1) On Tuesday, January 26, 2008, the Human Rights Foundation (with offices in New York) sent a letter to President Evo Morales Ayma expressing their concern for the violation of Human Rights in the New Constitution. The Human Rights Foundation underscored two areas in which violations of human rights were taken place: the violation of the rights to property and the violation of the rule of law in Indigenous communities who were taking law in their own hands. The first violation—the right to property–was a violation of the landowners rights, particularly in Santa Cruz. The Human Rights Foundation was taking a step in defense of landowner rights to keep their extensive masses of land. The second violation, was the indiscriminate application of “communal law,” the violating the “liberal state law” by actors implementing indigenous law. The first violation made of landowners, indirectly landowners in Santa Cruz, victims of human rights violations. In the second case, Indians were the perpetrators of human rights violation.

Vice Minister of Coordination with Social Movement and Civil Society, Sacha Sergio Llorenti Solis responded to the Human Rights Foundation. Now this letter is difficult to find on Google. It doesn’t matter how you do the search, you get the letters from the Human Rights Foundation to President Evo Morales and Vice Minister Sacha Llorenti, but not the letter from Sacha Llorenti. Thor Halvorssen replied and summarized some of the points made by Sacha Llorenti. There are indeed several versions of it on Google, including dramatic pictures in which civil society has been attacked by Indian mobs.

I have in front of me a hard copy of the official letter from Sacha Llorenti’s letter, dated January 28, 2008 (MPR-VICCORD. MS-SC N0015/09) addressed to Thor Halvorssen. And there is a summary in Spanish published by Agencia Boliviana de Información.

I have not found yet a similar expression of concern, by the Human Rights Foundation, of the attacks perpetrated by the civil society, in Sucre, against Indians and peasants. There is not much available information in English either. Indians and peasant injured are as dramatic as the picture of white victims shown in the letter from Human Rights Foundation posted on Google (shown in the previous paragraph). Documentation of civil society violence and violation of Indian and peasant human rights abound in Spanish. Here are some examples:

Several videos can be found in YouTube; and articles in Terra Magazine, as well as in Indymedia.

Challenge 1:
Print the stretch of the Human Rights Foundation passage from "Vice Minister of" through "by Indian mobs.".
Challenge 2:
According to the Human Rights Foundation passage, what two areas of human rights violations did the foundation underscore in its letter to President Evo Morales Ayma?
The lines after this passage are separate material.

Data section:
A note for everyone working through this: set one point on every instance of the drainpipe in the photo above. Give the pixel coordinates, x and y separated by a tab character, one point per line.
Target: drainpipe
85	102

Worked solution 1:
Vice Minister of Coordination with Social Movement and Civil Society, Sacha Sergio Llorenti Solis responded to the Human Rights Foundation. Now this letter is difficult to find on Google. It doesn’t matter how you do the search, you get the letters from the Human Rights Foundation to President Evo Morales and Vice Minister Sacha Llorenti, but not the letter from Sacha Llorenti. Thor Halvorssen replied and summarized some of the points made by Sacha Llorenti. There are indeed several versions of it on Google, including dramatic pictures in which civil society has been attacked by Indian mobs.

Worked solution 2:
The violation of the rights to property, and the violation of the rule of law in Indigenous communities that were taking the law into their own hands.